## Source data

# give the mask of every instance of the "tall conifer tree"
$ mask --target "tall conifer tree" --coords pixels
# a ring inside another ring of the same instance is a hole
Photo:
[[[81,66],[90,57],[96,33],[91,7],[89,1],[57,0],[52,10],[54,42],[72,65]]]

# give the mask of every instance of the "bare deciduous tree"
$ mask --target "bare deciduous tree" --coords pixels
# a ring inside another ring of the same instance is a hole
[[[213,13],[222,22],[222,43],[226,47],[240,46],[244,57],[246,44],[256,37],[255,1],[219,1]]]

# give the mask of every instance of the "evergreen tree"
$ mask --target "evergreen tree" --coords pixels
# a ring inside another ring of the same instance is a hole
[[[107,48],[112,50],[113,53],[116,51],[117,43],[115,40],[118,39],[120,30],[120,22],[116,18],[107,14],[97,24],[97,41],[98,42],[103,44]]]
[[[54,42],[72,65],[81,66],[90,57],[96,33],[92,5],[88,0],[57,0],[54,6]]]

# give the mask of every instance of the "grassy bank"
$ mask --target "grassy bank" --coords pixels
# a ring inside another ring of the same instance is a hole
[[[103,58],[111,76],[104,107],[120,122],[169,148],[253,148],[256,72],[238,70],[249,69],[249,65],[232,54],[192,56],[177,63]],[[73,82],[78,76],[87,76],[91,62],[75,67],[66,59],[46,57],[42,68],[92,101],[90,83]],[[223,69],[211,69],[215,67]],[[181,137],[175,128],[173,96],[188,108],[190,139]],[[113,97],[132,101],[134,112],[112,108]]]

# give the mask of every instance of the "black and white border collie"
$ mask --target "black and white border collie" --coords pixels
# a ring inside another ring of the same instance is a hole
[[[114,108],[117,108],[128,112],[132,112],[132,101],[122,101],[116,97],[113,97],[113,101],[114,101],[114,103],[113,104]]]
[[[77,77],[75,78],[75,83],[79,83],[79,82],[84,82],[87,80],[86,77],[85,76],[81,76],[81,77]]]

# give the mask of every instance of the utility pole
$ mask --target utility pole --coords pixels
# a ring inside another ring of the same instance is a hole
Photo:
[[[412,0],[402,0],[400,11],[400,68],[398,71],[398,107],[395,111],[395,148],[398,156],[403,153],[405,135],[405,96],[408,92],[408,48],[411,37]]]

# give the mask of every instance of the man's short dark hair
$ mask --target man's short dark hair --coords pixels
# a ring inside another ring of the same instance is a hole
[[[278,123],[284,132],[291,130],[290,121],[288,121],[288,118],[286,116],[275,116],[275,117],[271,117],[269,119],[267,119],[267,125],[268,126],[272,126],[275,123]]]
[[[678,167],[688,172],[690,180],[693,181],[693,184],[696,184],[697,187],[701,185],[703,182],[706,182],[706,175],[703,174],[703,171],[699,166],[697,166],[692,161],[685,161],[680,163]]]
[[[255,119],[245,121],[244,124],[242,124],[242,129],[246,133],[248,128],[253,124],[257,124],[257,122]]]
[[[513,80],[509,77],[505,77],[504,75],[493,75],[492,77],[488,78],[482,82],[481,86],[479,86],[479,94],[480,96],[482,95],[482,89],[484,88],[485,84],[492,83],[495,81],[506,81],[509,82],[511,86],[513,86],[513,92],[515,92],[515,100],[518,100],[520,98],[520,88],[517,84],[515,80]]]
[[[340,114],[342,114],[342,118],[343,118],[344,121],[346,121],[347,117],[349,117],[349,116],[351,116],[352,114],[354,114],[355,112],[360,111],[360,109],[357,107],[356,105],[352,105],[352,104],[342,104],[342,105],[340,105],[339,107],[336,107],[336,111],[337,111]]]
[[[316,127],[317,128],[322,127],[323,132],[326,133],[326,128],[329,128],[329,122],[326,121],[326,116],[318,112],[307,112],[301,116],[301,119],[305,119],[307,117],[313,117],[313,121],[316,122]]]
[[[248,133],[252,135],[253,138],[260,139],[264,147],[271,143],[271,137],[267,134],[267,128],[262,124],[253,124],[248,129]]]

## Task to complete
Could you convert every nonblank line of the listing above into a Markdown table with two columns, Row and Line?

## Task output
| Row | Line |
|---|---|
| 1 | # give the mask of every instance of the "tall conifer tree" |
| 2 | $ mask --target "tall conifer tree" --coords pixels |
| 3 | # a ring inside another ring of the same instance is a hole |
| 4 | Photo: |
| 5 | [[[81,66],[90,57],[96,33],[91,7],[89,1],[57,0],[52,10],[54,42],[72,65]]] |
| 6 | # give the mask of every instance of the "bare deciduous tree" |
| 7 | $ mask --target "bare deciduous tree" --coords pixels |
| 8 | # a ring inside another ring of the same instance is a hole |
| 9 | [[[213,13],[222,22],[222,43],[226,47],[240,46],[244,57],[246,44],[256,37],[255,1],[219,1]]] |
| 10 | # give the mask of every instance of the "evergreen tree" |
| 11 | $ mask --target "evergreen tree" --coords pixels |
| 12 | # a ring inside another ring of the same instance is a hole |
| 13 | [[[107,48],[112,50],[113,53],[116,51],[117,43],[115,40],[118,39],[120,30],[120,22],[116,18],[107,14],[97,24],[97,41],[98,42],[103,44]]] |
| 14 | [[[54,42],[72,65],[81,66],[90,57],[96,33],[92,5],[88,0],[57,0],[54,6]]] |
| 15 | # give the mask of every instance of the "grassy bank" |
| 16 | $ mask --target "grassy bank" --coords pixels |
| 17 | # a ring inside another ring of the same instance is a hole |
| 18 | [[[103,58],[111,76],[104,107],[120,122],[169,148],[253,148],[256,72],[238,70],[249,69],[249,65],[232,54],[192,56],[177,63]],[[73,82],[78,76],[87,76],[91,62],[75,67],[66,59],[46,57],[42,68],[92,101],[90,83]],[[223,69],[211,69],[215,67]],[[181,137],[175,128],[173,96],[188,108],[190,139]],[[113,97],[132,101],[134,112],[112,108]]] |
| 19 | # give the mask of every instance of the "black and white border collie" |
| 20 | $ mask --target "black and white border collie" --coords pixels |
| 21 | # a ring inside another ring of the same instance is a hole |
| 22 | [[[114,108],[117,108],[128,112],[132,112],[132,101],[122,101],[116,97],[113,97],[113,101],[114,101],[114,103],[113,104]]] |
| 23 | [[[77,77],[75,78],[75,83],[79,83],[79,82],[84,82],[87,80],[86,77],[85,76],[81,76],[81,77]]] |
| 24 | # give the mask of every instance of the utility pole |
| 25 | $ mask --target utility pole --coords pixels |
| 26 | # a ring inside another ring of the same instance is a hole |
| 27 | Photo: |
| 28 | [[[412,0],[402,0],[400,11],[400,68],[398,71],[398,107],[395,111],[395,148],[398,156],[403,153],[405,135],[405,96],[408,92],[408,48],[411,37]]] |
| 29 | # give the mask of every instance of the man's short dark hair |
| 30 | $ mask --target man's short dark hair --coords pixels |
| 31 | # a ring inside another ring of the same instance is a hole |
| 32 | [[[278,123],[284,132],[291,130],[290,121],[288,121],[288,118],[286,116],[275,116],[275,117],[271,117],[269,119],[267,119],[267,125],[268,126],[272,126],[275,123]]] |
| 33 | [[[678,167],[688,172],[690,180],[693,181],[693,184],[696,184],[697,187],[701,185],[703,182],[706,182],[706,175],[703,174],[703,171],[699,166],[697,166],[692,161],[685,161],[680,163]]] |
| 34 | [[[255,119],[245,121],[244,124],[242,124],[242,129],[246,133],[248,128],[253,124],[257,124],[257,122]]] |
| 35 | [[[513,80],[509,77],[505,77],[504,75],[493,75],[492,77],[488,78],[482,82],[481,86],[479,86],[479,94],[480,96],[482,95],[482,89],[484,88],[485,84],[492,83],[495,81],[506,81],[509,82],[511,86],[513,86],[513,92],[515,92],[515,100],[518,100],[520,98],[520,88],[517,84],[515,80]]] |
| 36 | [[[340,114],[342,114],[342,118],[343,118],[344,121],[346,121],[347,117],[349,117],[349,116],[351,116],[352,114],[354,114],[355,112],[360,111],[360,109],[357,107],[356,105],[352,105],[352,104],[342,104],[342,105],[340,105],[339,107],[336,107],[336,111],[337,111]]] |
| 37 | [[[316,127],[317,128],[322,127],[323,132],[326,133],[326,128],[329,128],[329,122],[326,121],[326,116],[318,112],[307,112],[301,116],[301,119],[305,119],[307,117],[313,117],[313,121],[316,122]]] |
| 38 | [[[248,133],[252,135],[253,138],[260,139],[264,147],[271,143],[271,137],[267,134],[267,128],[262,124],[253,124],[248,129]]] |